Passage shown below:
He is the eighth name on the New York Jets' Week 4 injury report, just behind linebacker Nick Bellore and just in front of defensive tackle Mike Devito. Both of those guys are listed as "full participation in practice." But not Darrelle Revis. He gets the definitive and, considering the circumstances, understated "out (definitely will not play)."
But let's face it, we all know teams aren't throwing names on the injury list to be good sports and let opponents know who might or might not be playing. I think Tom Brady has been listed on every injury report since he paid Mo Lewis to knock Drew Bledsoe into a journeyman career. Other than the obvious injuries that coaches can't avoid adding to the list -- next week we might see "Josh Cribbs, nearly beheaded" -- these lists are as full of lies and deception as a night at a Nucky Thompson joint.
The lists are -- all together now -- for gambling purposes. Which means there's a column missing on these reports that would be just as valuable as a player's status and his name: What is his absence worth to the point spread?
This is something my Insider buddy Chris Sprow and I have been debating for years. In the days leading to the Indianapolils Colts-New Orleans Saints Super Bowl in 2010, I asked several bookmakers and wiseguys what they thought Peyton Manning was worth in point-spread value. The Colts, if you remember, were a statistically mediocre team that year. Their overall defense was just 18th. The running game averaged a middling 3.5 yards per carry. And yet, the line for that Super Bowl was posted as Colts minus-3.5. Within minutes it moved to Colts minus-5.5. Manning was that dominant presence, from an on-field perspective and from a public-perception perspective.
The Vegas guys thought Manning was worth seven points on his own. Taking into account how bad his backup, Curtis Painter, was, they tacked on three more. One player, 10 points. It's like Wins Above Replacement (WAR) in baseball. We can call it Point Spread Value Above Replacement, because PSVAR just rolls off the tongue. Or, in a brazen bid for immortality, we can call them the Millman Rankings™. Because if Sagarin can do it, why they hell can't I? I have my own Insider column for god's sake.
Even in his first game back from neck surgery, playing for a new team after a year out of the league, you could see Peyton's value.
"Think about it this way," Todd Furhman of DonBest.com told me Wednesday night. "The Broncos were 8.5-point underdogs against the [Pittsburgh] Steelers in the playoffs when Tim Tebow was quarterback. With Peyton, in Week 1, they were 2.5-point favorites."
End of Passage shown.
Excerpted data below:
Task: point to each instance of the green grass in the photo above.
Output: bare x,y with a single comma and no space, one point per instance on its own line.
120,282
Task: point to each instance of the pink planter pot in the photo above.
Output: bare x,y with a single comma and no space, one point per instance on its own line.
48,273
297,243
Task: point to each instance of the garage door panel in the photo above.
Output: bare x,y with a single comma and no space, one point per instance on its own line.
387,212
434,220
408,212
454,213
End of Excerpted data.
(Activity)
Please copy the point-spread article word for word, beginning at the words "But let's face" and stopping after "Nucky Thompson joint.". The items have nothing to do with the point-spread article.

(Solved exercise)
But let's face it, we all know teams aren't throwing names on the injury list to be good sports and let opponents know who might or might not be playing. I think Tom Brady has been listed on every injury report since he paid Mo Lewis to knock Drew Bledsoe into a journeyman career. Other than the obvious injuries that coaches can't avoid adding to the list -- next week we might see "Josh Cribbs, nearly beheaded" -- these lists are as full of lies and deception as a night at a Nucky Thompson joint.